# [DATA PROVIDED]

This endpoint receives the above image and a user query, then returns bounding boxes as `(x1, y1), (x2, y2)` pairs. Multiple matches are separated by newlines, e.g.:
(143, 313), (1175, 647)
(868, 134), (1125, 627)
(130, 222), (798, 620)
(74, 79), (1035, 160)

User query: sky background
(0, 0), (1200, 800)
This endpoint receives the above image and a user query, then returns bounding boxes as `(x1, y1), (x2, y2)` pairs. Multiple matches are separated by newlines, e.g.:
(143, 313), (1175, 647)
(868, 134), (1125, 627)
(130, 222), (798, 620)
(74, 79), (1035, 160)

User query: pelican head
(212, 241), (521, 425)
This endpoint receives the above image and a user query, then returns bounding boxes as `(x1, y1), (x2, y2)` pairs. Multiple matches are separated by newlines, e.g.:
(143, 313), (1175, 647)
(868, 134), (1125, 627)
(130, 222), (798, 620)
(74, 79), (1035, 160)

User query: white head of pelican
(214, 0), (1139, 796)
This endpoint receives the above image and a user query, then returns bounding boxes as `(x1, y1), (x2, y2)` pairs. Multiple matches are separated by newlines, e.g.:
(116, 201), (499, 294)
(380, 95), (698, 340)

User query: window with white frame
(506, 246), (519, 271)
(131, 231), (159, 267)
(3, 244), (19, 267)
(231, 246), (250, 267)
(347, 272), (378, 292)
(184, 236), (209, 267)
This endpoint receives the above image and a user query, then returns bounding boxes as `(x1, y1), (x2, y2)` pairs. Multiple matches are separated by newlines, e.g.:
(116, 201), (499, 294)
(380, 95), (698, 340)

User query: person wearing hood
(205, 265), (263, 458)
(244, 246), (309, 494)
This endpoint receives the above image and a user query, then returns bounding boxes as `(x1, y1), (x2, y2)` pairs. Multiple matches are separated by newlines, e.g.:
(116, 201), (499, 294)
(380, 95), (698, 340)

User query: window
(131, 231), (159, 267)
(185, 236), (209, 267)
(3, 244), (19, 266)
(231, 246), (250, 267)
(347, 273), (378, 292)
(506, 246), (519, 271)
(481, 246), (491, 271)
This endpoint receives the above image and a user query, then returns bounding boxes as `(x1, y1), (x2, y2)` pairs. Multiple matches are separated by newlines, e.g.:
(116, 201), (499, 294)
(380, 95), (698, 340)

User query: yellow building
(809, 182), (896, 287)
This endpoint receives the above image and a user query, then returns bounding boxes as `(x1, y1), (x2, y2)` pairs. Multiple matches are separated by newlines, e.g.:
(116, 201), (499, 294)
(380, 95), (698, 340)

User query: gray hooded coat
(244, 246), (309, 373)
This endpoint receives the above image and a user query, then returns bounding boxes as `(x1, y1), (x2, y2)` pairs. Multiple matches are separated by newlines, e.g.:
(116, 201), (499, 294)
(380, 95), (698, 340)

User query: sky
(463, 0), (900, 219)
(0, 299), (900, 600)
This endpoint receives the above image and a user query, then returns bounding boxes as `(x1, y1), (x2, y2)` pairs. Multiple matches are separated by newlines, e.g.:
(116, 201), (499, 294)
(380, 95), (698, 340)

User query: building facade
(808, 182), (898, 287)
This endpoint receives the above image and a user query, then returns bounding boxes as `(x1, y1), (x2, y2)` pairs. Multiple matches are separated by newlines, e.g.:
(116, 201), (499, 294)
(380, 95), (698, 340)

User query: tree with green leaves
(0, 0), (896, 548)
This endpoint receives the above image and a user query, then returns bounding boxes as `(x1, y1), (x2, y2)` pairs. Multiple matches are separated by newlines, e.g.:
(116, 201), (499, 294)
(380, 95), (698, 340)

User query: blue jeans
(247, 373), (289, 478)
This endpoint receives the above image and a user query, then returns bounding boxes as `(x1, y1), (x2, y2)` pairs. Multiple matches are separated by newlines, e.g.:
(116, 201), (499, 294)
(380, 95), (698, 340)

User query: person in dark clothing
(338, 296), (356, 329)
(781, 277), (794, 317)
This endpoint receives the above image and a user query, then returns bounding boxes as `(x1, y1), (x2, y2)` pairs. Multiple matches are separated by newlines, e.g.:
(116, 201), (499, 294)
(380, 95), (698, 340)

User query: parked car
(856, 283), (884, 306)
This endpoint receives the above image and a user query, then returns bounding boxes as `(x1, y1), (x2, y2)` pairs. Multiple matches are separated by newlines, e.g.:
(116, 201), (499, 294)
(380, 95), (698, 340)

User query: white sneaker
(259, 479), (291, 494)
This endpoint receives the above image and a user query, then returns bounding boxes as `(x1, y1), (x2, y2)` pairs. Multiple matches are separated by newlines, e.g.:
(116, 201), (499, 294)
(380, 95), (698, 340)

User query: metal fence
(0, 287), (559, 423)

# [WRITTEN INSTRUCTION]
Rewrite every line of the records above as a JSON list of strings, one string per line, omitting blank lines.

# [RESULT FOR THIS TASK]
[
  "This endpoint receives the above image and a user query, then returns bounding boxes as `(x1, y1), (x2, y2)` pairs. Multiple matches are separated by newlines, e.g.:",
  "(143, 313), (1175, 647)",
  "(868, 134), (1125, 627)",
  "(130, 222), (798, 620)",
  "(74, 79), (1035, 160)",
  "User query: sky background",
  "(0, 0), (1200, 800)",
  "This endpoint receives the above image and a user query, then returns bounding boxes as `(x1, y1), (x2, y2)` pairs. Multiple matches are separated by newlines, e.g.:",
  "(143, 313), (1175, 647)",
  "(868, 134), (1125, 627)",
  "(130, 222), (798, 620)",
  "(74, 79), (1035, 160)",
  "User query: pelican head",
  "(212, 241), (521, 425)",
  "This endpoint receives the above image and a user query, then returns bounding boxes as `(x1, y1), (x2, y2)` pairs. Multiple matches are separated by newlines, e.g.:",
  "(143, 313), (1175, 647)",
  "(868, 134), (1125, 627)",
  "(130, 222), (798, 620)",
  "(74, 79), (1035, 160)",
  "User query: white head of pelican",
  "(214, 0), (1139, 796)",
  "This endpoint receives the above image and a user query, then returns bounding boxes as `(x1, y1), (x2, y2)` pairs. Multiple matches are separated by newlines, e.g.:",
  "(116, 201), (499, 294)",
  "(380, 95), (698, 340)",
  "User query: window with white frame",
  "(506, 246), (519, 271)",
  "(131, 231), (159, 267)",
  "(3, 244), (19, 267)",
  "(231, 246), (250, 267)",
  "(347, 272), (378, 292)",
  "(184, 236), (209, 267)",
  "This endpoint receives the above image and a user query, then returns bounding boxes as `(x1, y1), (x2, y2)` pairs. Multiple matches are separated by newlines, e.g.:",
  "(116, 201), (499, 294)",
  "(380, 95), (698, 340)",
  "User query: person wearing hood",
  "(205, 265), (263, 458)",
  "(244, 246), (309, 494)",
  "This endpoint receives the above image and a user query, then returns bounding boxes as `(x1, y1), (x2, y2)` pairs. Multiple matches are separated by newlines, e.g.:",
  "(116, 201), (499, 294)",
  "(380, 95), (698, 340)",
  "User query: window",
  "(131, 231), (159, 267)",
  "(185, 236), (209, 267)",
  "(3, 244), (19, 266)",
  "(231, 246), (250, 267)",
  "(347, 273), (378, 292)",
  "(506, 246), (519, 271)",
  "(481, 246), (491, 271)",
  "This endpoint receives the above image and a user query, then returns bounding boxes as `(x1, y1), (x2, y2)` pairs. Multiple matches are separated by newlines, e.g.:",
  "(116, 201), (499, 294)",
  "(380, 95), (698, 340)",
  "User query: yellow building",
  "(809, 182), (896, 287)",
  "This endpoint receives the above image and a user query, then returns bounding boxes as `(x1, y1), (x2, y2)` pairs. Multiple matches are separated by newlines, e.g.:",
  "(116, 201), (499, 294)",
  "(380, 95), (698, 340)",
  "User query: gray hooded coat",
  "(244, 246), (309, 373)",
  "This endpoint receives the above image and a user query, then returns bounding boxes as `(x1, y1), (x2, y2)` pairs. Multiple matches are separated by newlines, e.g.:",
  "(116, 201), (499, 294)",
  "(380, 95), (698, 340)",
  "User query: sky",
  "(463, 0), (900, 219)",
  "(0, 299), (900, 600)",
  "This endpoint receives the above image and a user query, then returns bounding boxes as `(x1, y1), (x2, y2)` pairs. Multiple matches are separated by newlines, e.g.:",
  "(116, 201), (499, 294)",
  "(380, 95), (698, 340)",
  "User query: building facade",
  "(808, 182), (898, 287)",
  "This endpoint receives the above image and a user query, then returns bounding boxes as `(x1, y1), (x2, y2)` pairs. Multiple matches are separated by newlines, e.g.:",
  "(116, 201), (499, 294)",
  "(380, 95), (698, 340)",
  "User query: tree with green leaves",
  "(0, 0), (896, 548)",
  "This endpoint receives the above image and a user query, then returns bounding boxes as `(x1, y1), (x2, y2)` pairs. Multiple matches are separated by newlines, e.g.:",
  "(116, 201), (499, 294)",
  "(380, 95), (698, 340)",
  "User query: blue jeans",
  "(247, 373), (289, 478)",
  "This endpoint receives the above image and a user query, then returns bounding boxes as `(x1, y1), (x2, y2)` pairs. Multiple matches are separated by newlines, e.g.:",
  "(116, 201), (499, 294)",
  "(380, 95), (698, 340)",
  "User query: person in dark clothing",
  "(338, 296), (356, 329)",
  "(781, 277), (794, 317)",
  "This endpoint receives the above image and a user query, then returns bounding boxes as `(x1, y1), (x2, y2)` pairs. Multiple matches are separated by newlines, e.g.:",
  "(116, 201), (499, 294)",
  "(380, 95), (698, 340)",
  "User query: parked car",
  "(856, 283), (884, 306)",
  "This endpoint receives the above image and a user query, then returns bounding boxes as `(x1, y1), (x2, y2)` pairs. Multiple matches are separated by newlines, e.g.:",
  "(116, 201), (499, 294)",
  "(380, 95), (698, 340)",
  "User query: white sneaker",
  "(259, 479), (291, 494)",
  "This endpoint receives the above image and a user query, then returns bounding boxes as `(x1, y1), (x2, y2)` pairs. Multiple matches are separated by newlines, e.g.:",
  "(116, 201), (499, 294)",
  "(380, 95), (698, 340)",
  "User query: metal fence",
  "(0, 287), (559, 423)"
]